[Location identification entries]
+---+
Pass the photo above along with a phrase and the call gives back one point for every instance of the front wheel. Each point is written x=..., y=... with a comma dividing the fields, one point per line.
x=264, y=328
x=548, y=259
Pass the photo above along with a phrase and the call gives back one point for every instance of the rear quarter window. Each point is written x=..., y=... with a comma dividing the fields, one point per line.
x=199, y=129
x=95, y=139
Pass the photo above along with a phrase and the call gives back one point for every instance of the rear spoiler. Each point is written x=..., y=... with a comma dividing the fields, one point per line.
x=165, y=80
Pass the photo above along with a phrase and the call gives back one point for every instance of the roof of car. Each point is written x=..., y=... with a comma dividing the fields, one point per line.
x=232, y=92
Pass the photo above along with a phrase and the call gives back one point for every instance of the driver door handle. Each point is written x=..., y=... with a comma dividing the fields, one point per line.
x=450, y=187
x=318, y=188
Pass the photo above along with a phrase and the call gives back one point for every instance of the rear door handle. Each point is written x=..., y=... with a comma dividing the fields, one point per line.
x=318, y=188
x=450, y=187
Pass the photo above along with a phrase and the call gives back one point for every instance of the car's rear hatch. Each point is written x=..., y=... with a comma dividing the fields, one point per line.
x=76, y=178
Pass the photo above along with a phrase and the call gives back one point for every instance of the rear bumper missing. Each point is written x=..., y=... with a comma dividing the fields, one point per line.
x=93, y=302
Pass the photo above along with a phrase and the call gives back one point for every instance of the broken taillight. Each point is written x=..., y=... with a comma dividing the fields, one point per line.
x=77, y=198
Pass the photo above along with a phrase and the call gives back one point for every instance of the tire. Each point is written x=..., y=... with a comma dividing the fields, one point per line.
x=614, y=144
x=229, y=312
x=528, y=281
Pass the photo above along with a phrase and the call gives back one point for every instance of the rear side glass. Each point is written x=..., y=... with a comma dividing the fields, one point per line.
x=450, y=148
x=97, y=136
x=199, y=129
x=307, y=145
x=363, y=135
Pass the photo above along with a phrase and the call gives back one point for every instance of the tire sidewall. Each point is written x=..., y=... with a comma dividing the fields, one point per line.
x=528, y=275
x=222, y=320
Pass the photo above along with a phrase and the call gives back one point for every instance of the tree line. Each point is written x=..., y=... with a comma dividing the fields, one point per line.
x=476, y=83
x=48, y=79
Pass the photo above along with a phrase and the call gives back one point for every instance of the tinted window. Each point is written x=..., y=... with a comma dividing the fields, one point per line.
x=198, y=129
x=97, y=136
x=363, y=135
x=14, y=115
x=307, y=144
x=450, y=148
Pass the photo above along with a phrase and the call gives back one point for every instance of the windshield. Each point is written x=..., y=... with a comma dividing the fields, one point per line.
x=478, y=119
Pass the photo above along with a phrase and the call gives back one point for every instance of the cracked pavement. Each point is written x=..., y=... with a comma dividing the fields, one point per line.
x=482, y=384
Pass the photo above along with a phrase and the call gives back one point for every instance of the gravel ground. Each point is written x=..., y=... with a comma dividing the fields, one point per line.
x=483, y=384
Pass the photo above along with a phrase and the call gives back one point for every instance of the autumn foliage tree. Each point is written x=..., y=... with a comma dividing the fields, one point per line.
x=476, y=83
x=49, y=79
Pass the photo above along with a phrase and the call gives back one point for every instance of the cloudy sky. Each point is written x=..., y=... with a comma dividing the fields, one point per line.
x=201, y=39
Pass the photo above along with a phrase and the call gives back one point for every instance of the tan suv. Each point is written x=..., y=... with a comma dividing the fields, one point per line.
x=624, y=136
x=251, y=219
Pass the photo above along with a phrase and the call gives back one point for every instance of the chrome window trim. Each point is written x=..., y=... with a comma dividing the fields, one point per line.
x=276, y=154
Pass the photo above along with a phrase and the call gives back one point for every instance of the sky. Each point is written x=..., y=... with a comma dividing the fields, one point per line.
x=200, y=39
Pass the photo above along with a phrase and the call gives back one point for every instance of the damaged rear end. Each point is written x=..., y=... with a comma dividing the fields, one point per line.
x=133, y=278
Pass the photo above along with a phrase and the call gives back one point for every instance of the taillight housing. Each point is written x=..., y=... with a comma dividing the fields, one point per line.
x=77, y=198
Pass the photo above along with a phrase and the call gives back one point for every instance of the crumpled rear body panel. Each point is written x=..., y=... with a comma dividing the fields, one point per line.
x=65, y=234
+---+
- **Aim**
Please recast every one of the items above as a two-column CSV with the headers text and answer, one row per item. Put each item's text and its answer in a single quoted field, replacing any line breaks with spaces.

- **The output**
text,answer
"Pass the photo above along with a phrase and the call gives back one point for every instance of the front wheel. Each point is written x=..., y=... with a comma dividing the fields, one point per line.","x=264, y=328 x=548, y=259"
"Pass the photo above along with a phrase and the call gives back one point for every instance of the rear quarter window. Each point is written x=..., y=... with a comma dividing the fields, one point per line.","x=199, y=129 x=95, y=139"
"Pass the photo above along with a phrase and the call gives back one point for every instance of the rear spoiler. Each point is written x=..., y=... with a comma dividing the fields, one point per line.","x=165, y=80"
"Pass the photo above along with a phrase and the call gives back one point for every instance of the roof of car. Each point is written x=..., y=... with a comma dividing the fields, one point per line.","x=232, y=92"
"Pass the photo above along with a phrase and the call gives back one point for every instance of the driver door handle. Each point is written x=..., y=... with a comma dividing the fields, one point per line.","x=450, y=187 x=318, y=188"
"Pass the photo above along with a phrase and the call gives back one point for every instance of the rear door handle. Each point is written x=..., y=... with a comma dividing the fields, one point per line.","x=318, y=188 x=450, y=187"
"Pass the photo above along with a phrase and the call gives back one point for every instance of the car's rear hatch. Each point is written x=..., y=... with a comma dividing the fields, one point per line.","x=76, y=178"
"Pass the photo above along with a phrase and the call gives back one point for every instance of the rear bumper missing. Each point is written x=..., y=... with a comma dividing the fields, one point per line.","x=93, y=302"
"Pass the photo above along with a phrase and the call gives back one point for every instance of the broken taillight. Each point is written x=..., y=... with a comma dividing the fields, one point per line.","x=77, y=198"
"Pass the photo above along with a phrase and the call gives back one point for every instance of the tire. Each point is written x=..., y=... with a comma dividing the fields, one point per line.","x=614, y=144 x=229, y=312 x=528, y=281"
"Pass the photo above along with a phrase and the call gives back one point for every instance of the rear side glass. Each point is written x=..., y=... with a comma dividing the fields, one point per line.","x=450, y=148 x=97, y=136 x=199, y=129 x=307, y=145 x=363, y=135"
"Pass the photo above along with a phrase and the call gives back one point for every instance of the tire sidewall. Each point is written x=..., y=... with a comma dividing the fields, one point per line.","x=528, y=275 x=222, y=320"
"Pass the photo above along with a phrase and the call gives back one point for every instance of the tree line. Each point is written x=..., y=... with a comma dividing the fields, one point per line.","x=476, y=83 x=48, y=79"
"Pass the photo above along with a phrase and the call gives back one point for every instance of the tinted window. Each point is written x=..., y=... with a comma dividing the fields, one point per line.","x=198, y=129 x=97, y=136 x=363, y=135 x=14, y=115 x=307, y=144 x=450, y=148"
"Pass the photo above along with a phrase and the call gives back one point for every instance of the windshield. Each point is written x=..., y=... with a comma dividing the fields, one point per line.","x=478, y=119"
"Pass the photo above along with a phrase and the call gives back one point for every instance of the cracked pavement. Each point is written x=..., y=... with a comma dividing the fields, one point per line.","x=482, y=384"
"Pass the photo above along with a phrase and the call gives back one point for every instance of the gravel ground. Each point is written x=..., y=... with a comma dividing the fields, one point per line.","x=483, y=384"
"Pass the photo above along with a phrase and the call gives back one point for every instance of the autumn foliage tree. Each point is written x=..., y=... with a comma dividing the fields, one point per line.","x=476, y=83 x=49, y=79"
"Pass the photo above along with a phrase and the call gives back one point for every instance of the cloudy sky. Each point is written x=..., y=... with a comma dividing the fields, one point per line.","x=201, y=39"
"Pass the photo above along with a phrase and the call gives back one point for every instance of the tan suv. Each point is written x=..., y=... with a comma dividing the fields, one point per line.","x=624, y=136 x=251, y=219"
"Pass the photo above along with a phrase and the call gives back one point for every instance of the chrome window trim. Each point is written x=..., y=... with a comma dividing the fields, one point per line.","x=276, y=154"
"Pass the photo above along with a phrase and the call gives back one point for every instance of the sky. Each point is written x=..., y=... with a comma dividing the fields, one point per line.","x=200, y=39"
"Pass the photo above along with a phrase and the call gives back one point for every instance of the damaged rear end. Each point is written x=..., y=... with a comma dividing the fields, one point per line.","x=133, y=278"
"Pass the photo above along with a phrase and the call gives back one point for every instance of the taillight housing. Each point is written x=..., y=... with a comma dividing the fields, one point per line.","x=77, y=198"
"Pass the photo above along with a phrase and the call gives back one point for every instance of the crumpled rear body panel. Each point is written x=..., y=... with a comma dividing the fields, one point per line.","x=65, y=234"